### DIRECTIVES
A) Reproduce the part of the Hard Times summary starting with "Charles dickens: hard" and going on through "Bounderby would say...".
B) Rewrite as a numbered list the lines of the rows starting with the line containing "Task: Tag the cyclist" and going on through the final line of the rows, leaving out blank lines. List only those lines.

### SUPPLIED PASSAGE
Charles dickens: hard times


1. Drama
2. Liebe

In the industrial city of Coketown, a place dominated by grim factories and oppressed by coils of black smoke, the dark-eyed, rigid man Thomas Gradgrind has established a school. He has hired the teacher Mr MacChoakumchild, whom he hopes will instil in the students nothing but cold, hard facts.
While walking back to his home, appropriately named Stone Lodge, Gradgrind catches his two eldest children spying on the circus through a peephole in the fence. He is very angry with his son Tom but his daughter Louisa tells him that it was her idea. As a reaction Gradgrind just asks what Mr. Bounderby would say...
Mr. Bounderby - a wealthy, boastful industrialist, who owns factories and a bank, is at that very moment in the drawing room at Stone Lodge. When he hears of the \"misbehaviour\" of the children he tells Thomas that he has to exclude this Sissy Jupe from school. Because she is living with the circus folks and because of her Louisa and Tom had the idea to have a look at the circus. Thomas agrees and he and Bounderby want to go to the circus. But before they leave Bounderby asks Loo for a kiss. He is allowed to take one but Louisa begins to rub her cheek after that because she is disgusted.
On the way to Sissy\'s home the men already meet Sissy who is chased and bullied by Bitzer, a boy from school. They send him home and follow Sissy to her home. When they get there Grandgrind is told by Mr. Slearly, the proprietor of the circus, which Sissy\'s father has left. He wanted to protect his daughter and so he went to assure her a better life without such a bad father. Sissy is awfully crying. Gradgrind decides to give her a new home and to teach her. So it\'s time to say good-bye to the circus folks.
The next day Bounderby talks to Mrs. Sparsit. Mrs. Sparsit is a real born lady of the Powler Family. But after falling on hard times Mrs. Sparsit accepted to become Bounderby\'s housekeeper. Bounderby is afraid that Sissy has a bad influence on Louise who he regards as his future wife.
The same day Louisa talks to her brother Tom. Their father plans to apprentice Tom at Mr. Bounderby\'s bank. The siblings are both depressed by the colourless monotony of life at Stone Lodge. Louisa feels that something is missing in her life and wonders what it is. Her mother reminds her not to wonder because wondering contradicts the philosophy of fact. This thought makes Mrs. Gradgrind wish she had never been cursed with a family...

### DATA LISTING
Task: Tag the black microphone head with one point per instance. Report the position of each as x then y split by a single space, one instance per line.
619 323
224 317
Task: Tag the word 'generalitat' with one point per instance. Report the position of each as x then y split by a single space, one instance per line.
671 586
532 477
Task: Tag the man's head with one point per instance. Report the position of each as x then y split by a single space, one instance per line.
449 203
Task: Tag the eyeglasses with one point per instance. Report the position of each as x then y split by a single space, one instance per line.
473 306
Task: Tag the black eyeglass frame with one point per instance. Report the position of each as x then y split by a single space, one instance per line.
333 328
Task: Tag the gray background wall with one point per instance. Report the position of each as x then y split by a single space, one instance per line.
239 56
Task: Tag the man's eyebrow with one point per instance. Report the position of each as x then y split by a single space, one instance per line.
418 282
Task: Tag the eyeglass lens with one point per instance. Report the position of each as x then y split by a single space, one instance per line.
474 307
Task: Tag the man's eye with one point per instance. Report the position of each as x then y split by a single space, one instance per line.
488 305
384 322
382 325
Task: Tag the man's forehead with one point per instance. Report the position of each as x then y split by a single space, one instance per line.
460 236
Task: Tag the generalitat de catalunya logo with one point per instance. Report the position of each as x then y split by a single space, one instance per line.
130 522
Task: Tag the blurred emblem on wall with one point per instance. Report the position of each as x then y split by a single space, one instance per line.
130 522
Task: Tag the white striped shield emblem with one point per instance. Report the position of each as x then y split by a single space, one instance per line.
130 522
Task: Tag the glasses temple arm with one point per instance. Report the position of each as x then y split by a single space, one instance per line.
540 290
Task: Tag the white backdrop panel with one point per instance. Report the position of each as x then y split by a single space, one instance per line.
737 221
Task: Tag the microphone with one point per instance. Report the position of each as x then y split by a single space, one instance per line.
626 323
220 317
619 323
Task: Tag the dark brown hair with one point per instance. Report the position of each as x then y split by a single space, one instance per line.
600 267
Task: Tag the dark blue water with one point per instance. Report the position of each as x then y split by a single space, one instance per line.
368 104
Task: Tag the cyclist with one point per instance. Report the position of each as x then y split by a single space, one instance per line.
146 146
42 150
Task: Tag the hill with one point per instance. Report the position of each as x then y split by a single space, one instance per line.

### ANSWERS TO THE TASKS
A)
Charles dickens: hard times


1. Drama
2. Liebe

In the industrial city of Coketown, a place dominated by grim factories and oppressed by coils of black smoke, the dark-eyed, rigid man Thomas Gradgrind has established a school. He has hired the teacher Mr MacChoakumchild, whom he hopes will instil in the students nothing but cold, hard facts.
While walking back to his home, appropriately named Stone Lodge, Gradgrind catches his two eldest children spying on the circus through a peephole in the fence. He is very angry with his son Tom but his daughter Louisa tells him that it was her idea. As a reaction Gradgrind just asks what Mr. Bounderby would say...

B)
1. Task: Tag the cyclist with one point per instance. Report the position of each as x then y split by a single space, one instance per line.
2. 146 146
3. 42 150
4. Task: Tag the hill with one point per instance. Report the position of each as x then y split by a single space, one instance per line.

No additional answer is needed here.